Text provided =
********

Over time he developed a very good reputation for good quality innovative products, and the products became known as the Harvard apparatus. So that's where the company's name came from. We have used the Harvard Apparatus name for 100 years. Back in about 1980 we started using the name Harvard Bioscience, and when we filed to go public in August of 2000 we formally changed the legal name of the company from Harvard Apparatus to Harvard Bioscience because the business has grown significantly since its roots at the Harvard Medical School. Today physiology is not our main business. We have two main areas we focus on. One is what today is called ADMET screening, which is an area that's not familiar to everyone. ADMET stands for absorption, distribution, metabolism, elimination and toxicology. It's really the testing of drugs that goes on in the late stages of drug development before you go to animal trials, and before you go to clinical trials. That's where a big part of our business is today. It's new products, new technologies for doing ADMET screening of drugs by pharmaceutical and biotech companies that enables them to weed out early on in the process compounds that have bad toxicological side effects, or are unlikely to be absorbed well in the body - that's the A part of ADMET - unlikely to be distributed around the body to the correct tissues – that’s the D part of ADMET, or may be metabolized into a toxic form, or maybe not metabolized at all, in which case it's maybe hard for the body to eliminate them, and that's important. If you don't eliminate a drug from your body, eventually its concentration will build up to toxic levels. So ADMET screening is really one of our most important markets.

********

Stored data =
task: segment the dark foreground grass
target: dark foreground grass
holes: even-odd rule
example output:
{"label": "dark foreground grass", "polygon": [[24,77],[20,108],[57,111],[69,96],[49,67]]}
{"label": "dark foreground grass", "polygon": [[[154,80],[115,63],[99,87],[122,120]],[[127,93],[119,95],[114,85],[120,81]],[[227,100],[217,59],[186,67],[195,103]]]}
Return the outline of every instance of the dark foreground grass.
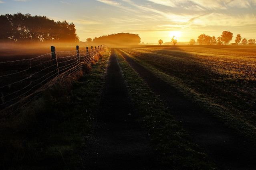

********

What you have to do = Write out the entire text about Harvard Bioscience and ADMET screening word for word. These records have no connection to the text.

Result of this exercise =
Over time he developed a very good reputation for good quality innovative products, and the products became known as the Harvard apparatus. So that's where the company's name came from. We have used the Harvard Apparatus name for 100 years. Back in about 1980 we started using the name Harvard Bioscience, and when we filed to go public in August of 2000 we formally changed the legal name of the company from Harvard Apparatus to Harvard Bioscience because the business has grown significantly since its roots at the Harvard Medical School. Today physiology is not our main business. We have two main areas we focus on. One is what today is called ADMET screening, which is an area that's not familiar to everyone. ADMET stands for absorption, distribution, metabolism, elimination and toxicology. It's really the testing of drugs that goes on in the late stages of drug development before you go to animal trials, and before you go to clinical trials. That's where a big part of our business is today. It's new products, new technologies for doing ADMET screening of drugs by pharmaceutical and biotech companies that enables them to weed out early on in the process compounds that have bad toxicological side effects, or are unlikely to be absorbed well in the body - that's the A part of ADMET - unlikely to be distributed around the body to the correct tissues – that’s the D part of ADMET, or may be metabolized into a toxic form, or maybe not metabolized at all, in which case it's maybe hard for the body to eliminate them, and that's important. If you don't eliminate a drug from your body, eventually its concentration will build up to toxic levels. So ADMET screening is really one of our most important markets.